◆ Dokumen:
-*-
Menyerukan semua kekuatan untuk bergandengan tangan melawan Taliban, Massoud mengatakan kepada filsuf Prancis Bernard-Henri Levy bahwa “perlawanan baru saja dimulai” karena “menyerah bukanlah bagian dari kosakatanya”.
Massoud berusia 9 tahun ketika berada di sebuah gua di Panjshir pada tahun 1998, di mana ayahnya mengumpulkan tentaranya, dia mendengar Levy berkata, “Ketika Anda berjuang untuk kebebasan Anda, Anda juga berjuang untuk kebebasan kami.”
Mengangkat sentimen ini, Massoud, dalam opininya, meminta bantuan dari Barat, dengan mengatakan, “Kami telah berjuang begitu lama untuk memiliki masyarakat terbuka, di mana anak perempuan dapat menjadi dokter, pers kami dapat melaporkan secara bebas, kaum muda kami dapat menari dan mendengarkan musik atau menghadiri pertandingan sepak bola di stadion yang pernah digunakan oleh Taliban untuk eksekusi publik – dan mungkin akan segera terjadi lagi.”
Lembah Panjshir adalah sisa terakhir wilayah Afghanistan di mana pasukan anti-Taliban tampaknya bekerja untuk membentuk gerakan gerilya untuk melawan Taliban dan kelompok yang diklaim fundamentalis.
Lembah Panjshir adalah salah satu daerah teraman di negara itu selama masa pemerintahan yang didukung NATO dari 2001 hingga 2021. Sejarah kemerdekaan lembah ini terkait erat dengan Ahmad Shah Massoud, pejuang anti-Taliban paling terkenal di Afghanistan, yang memimpin perlawanan terkuat terhadap kelompok “fundamentalis Islam” dari kubunya di lembah sampai pembunuhannya pada tahun 2001.
-*-
◆ Data Hasil Ekstraksi:
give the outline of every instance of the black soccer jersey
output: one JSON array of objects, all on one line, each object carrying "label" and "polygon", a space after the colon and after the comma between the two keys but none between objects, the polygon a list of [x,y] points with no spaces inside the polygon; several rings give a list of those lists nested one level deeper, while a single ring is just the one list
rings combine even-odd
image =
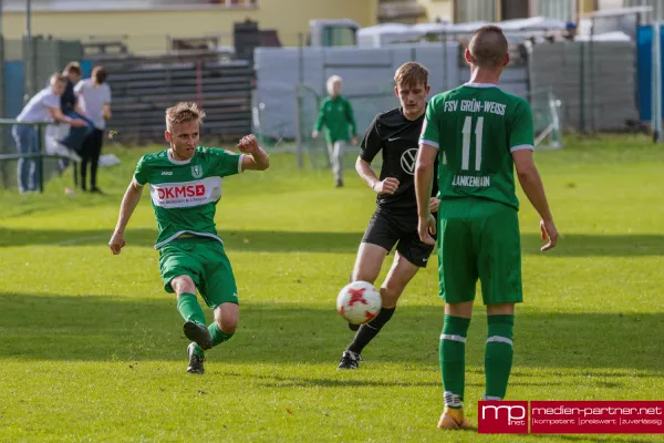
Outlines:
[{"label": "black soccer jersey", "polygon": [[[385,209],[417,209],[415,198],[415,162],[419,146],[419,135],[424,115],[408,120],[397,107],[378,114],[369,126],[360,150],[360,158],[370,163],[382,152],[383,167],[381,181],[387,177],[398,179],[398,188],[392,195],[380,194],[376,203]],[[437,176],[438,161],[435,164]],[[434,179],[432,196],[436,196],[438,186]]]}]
-*-
◆ Instruksi Anda: Salin tanpa perubahan bagian dokumen tentang perlawanan di Lembah Panjshir, mulai dari "Massoud berusia 9" ke bawah sampai "yang diklaim fundamentalis.".

◆ Hasil Latihan:
Massoud berusia 9 tahun ketika berada di sebuah gua di Panjshir pada tahun 1998, di mana ayahnya mengumpulkan tentaranya, dia mendengar Levy berkata, “Ketika Anda berjuang untuk kebebasan Anda, Anda juga berjuang untuk kebebasan kami.”
Mengangkat sentimen ini, Massoud, dalam opininya, meminta bantuan dari Barat, dengan mengatakan, “Kami telah berjuang begitu lama untuk memiliki masyarakat terbuka, di mana anak perempuan dapat menjadi dokter, pers kami dapat melaporkan secara bebas, kaum muda kami dapat menari dan mendengarkan musik atau menghadiri pertandingan sepak bola di stadion yang pernah digunakan oleh Taliban untuk eksekusi publik – dan mungkin akan segera terjadi lagi.”
Lembah Panjshir adalah sisa terakhir wilayah Afghanistan di mana pasukan anti-Taliban tampaknya bekerja untuk membentuk gerakan gerilya untuk melawan Taliban dan kelompok yang diklaim fundamentalis.